Supplied text
— START —
The Russian invasion of Ukraine created an energy emergency for the EU, with soaring energy prices. In response, in autumn 2022, EU Member states agreed to set a mandatory temporary solidarity contribution on the profits of businesses active in the crude petroleum, natural gas, coal, and refinery sectors.
European Council (2022). Council Agrees on Emergency Measures to Reduce Energy Prices. Available at: https://www.consilium.europa.eu/en/press/press-releases/2022/09/30/council-agrees-on-emergency-measures-to-reduce-energy-prices/
The solidarity contribution would be calculated on taxable profits, as determined under national tax rules in the fiscal year starting in 2022 and/or in 2023, which are above a 20% increase of the average yearly taxable profits since 2018. The proceeds from the solidarity contribution will be used to provide financial support to households and companies and to mitigate the effects of high retail electricity prices.

b) Carbon Border Adjustment Mechanism (CBAM)
— END —
Dataset
— START —
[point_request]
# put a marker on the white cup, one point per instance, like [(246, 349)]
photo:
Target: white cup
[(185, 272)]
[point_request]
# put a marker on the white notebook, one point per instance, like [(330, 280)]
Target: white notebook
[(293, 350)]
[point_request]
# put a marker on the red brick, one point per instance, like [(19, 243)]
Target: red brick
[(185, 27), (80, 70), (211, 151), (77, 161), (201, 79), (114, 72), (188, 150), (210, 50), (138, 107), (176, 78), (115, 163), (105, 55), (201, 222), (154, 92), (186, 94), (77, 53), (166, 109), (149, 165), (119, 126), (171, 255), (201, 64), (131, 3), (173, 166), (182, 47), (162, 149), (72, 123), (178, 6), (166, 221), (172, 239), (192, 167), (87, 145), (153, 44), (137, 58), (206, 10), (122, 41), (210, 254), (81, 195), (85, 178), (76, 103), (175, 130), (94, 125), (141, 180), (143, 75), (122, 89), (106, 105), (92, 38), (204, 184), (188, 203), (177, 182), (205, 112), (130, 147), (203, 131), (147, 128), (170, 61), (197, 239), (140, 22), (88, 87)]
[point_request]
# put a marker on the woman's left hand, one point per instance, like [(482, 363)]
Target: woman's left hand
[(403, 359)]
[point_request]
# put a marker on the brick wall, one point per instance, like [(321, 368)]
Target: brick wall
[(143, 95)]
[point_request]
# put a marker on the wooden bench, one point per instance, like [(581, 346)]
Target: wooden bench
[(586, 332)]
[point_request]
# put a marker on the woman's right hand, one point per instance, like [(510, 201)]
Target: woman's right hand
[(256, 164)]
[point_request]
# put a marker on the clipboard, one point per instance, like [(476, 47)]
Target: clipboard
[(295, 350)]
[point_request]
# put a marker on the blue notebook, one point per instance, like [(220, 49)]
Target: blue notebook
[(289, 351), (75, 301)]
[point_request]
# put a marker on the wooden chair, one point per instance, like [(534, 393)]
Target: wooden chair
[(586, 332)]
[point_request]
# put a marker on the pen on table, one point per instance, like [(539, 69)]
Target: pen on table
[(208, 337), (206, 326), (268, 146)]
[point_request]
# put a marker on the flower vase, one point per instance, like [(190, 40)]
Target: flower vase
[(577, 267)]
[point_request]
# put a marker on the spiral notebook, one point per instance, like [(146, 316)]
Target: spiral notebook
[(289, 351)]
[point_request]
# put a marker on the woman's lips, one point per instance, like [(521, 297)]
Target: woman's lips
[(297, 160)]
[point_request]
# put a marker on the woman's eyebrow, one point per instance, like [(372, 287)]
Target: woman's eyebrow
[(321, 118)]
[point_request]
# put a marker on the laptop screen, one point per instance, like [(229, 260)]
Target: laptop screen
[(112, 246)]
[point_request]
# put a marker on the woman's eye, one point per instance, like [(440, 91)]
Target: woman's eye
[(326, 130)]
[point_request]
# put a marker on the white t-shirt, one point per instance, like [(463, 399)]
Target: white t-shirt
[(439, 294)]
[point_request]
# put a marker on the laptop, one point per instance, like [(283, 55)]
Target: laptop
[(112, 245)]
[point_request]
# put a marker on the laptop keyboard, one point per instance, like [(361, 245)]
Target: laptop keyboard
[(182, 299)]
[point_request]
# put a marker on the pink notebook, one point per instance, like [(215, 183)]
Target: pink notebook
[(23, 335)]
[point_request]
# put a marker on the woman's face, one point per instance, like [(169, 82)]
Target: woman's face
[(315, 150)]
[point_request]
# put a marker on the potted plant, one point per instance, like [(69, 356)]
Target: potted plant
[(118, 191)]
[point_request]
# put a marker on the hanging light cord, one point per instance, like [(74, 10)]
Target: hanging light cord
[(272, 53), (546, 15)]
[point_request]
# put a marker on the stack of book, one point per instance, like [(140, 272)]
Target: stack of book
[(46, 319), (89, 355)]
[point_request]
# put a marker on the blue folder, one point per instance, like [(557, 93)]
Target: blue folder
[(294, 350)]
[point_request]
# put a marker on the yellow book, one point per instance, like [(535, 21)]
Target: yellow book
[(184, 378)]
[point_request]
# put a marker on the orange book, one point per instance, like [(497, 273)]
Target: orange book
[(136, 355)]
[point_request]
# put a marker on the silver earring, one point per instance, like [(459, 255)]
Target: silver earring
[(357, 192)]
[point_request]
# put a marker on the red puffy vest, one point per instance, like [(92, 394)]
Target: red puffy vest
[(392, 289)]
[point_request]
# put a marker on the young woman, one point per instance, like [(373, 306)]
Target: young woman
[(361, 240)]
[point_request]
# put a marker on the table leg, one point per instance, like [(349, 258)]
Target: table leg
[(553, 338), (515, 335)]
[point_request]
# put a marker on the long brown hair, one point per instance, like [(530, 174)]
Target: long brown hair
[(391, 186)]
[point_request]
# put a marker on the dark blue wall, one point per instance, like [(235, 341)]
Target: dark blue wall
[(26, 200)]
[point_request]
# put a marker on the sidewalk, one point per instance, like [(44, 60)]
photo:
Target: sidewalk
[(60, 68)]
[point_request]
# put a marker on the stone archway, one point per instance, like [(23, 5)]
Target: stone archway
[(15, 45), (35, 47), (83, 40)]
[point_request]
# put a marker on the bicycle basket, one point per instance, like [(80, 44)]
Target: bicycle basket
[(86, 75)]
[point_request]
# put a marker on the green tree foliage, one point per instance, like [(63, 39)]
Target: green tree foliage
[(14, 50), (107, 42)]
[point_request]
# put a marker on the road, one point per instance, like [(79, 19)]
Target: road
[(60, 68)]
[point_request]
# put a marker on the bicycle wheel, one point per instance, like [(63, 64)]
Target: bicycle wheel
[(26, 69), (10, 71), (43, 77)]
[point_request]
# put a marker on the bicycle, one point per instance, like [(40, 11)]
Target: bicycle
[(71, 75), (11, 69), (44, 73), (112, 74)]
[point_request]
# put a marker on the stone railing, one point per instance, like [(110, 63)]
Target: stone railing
— END —
Your task
Write the next part of the text on EU measures after the energy crisis, starting under its last heading.

The reply
The EU has introduced a Carbon Border Adjustment Mechanism to reduce the risk of ‘carbon leakage’. It introduces a CO2 price on carbon intensive goods that are entering the EU, to encourage cleaner industrial production in non-EU countries.
European Commission (2023). Carbon Border Adjustment Mechanism. Available at: https://taxation-customs.ec.europa.eu/carbon-border-adjustment-mechanism_en
It attempts to ensure that the carbon price on imported products is the same as for domestic products, mirroring the price to the EU ETS price that EU producers pay. A carbon price paid in a third country will be excluded.
Art 3 (23) CBAM Regulation.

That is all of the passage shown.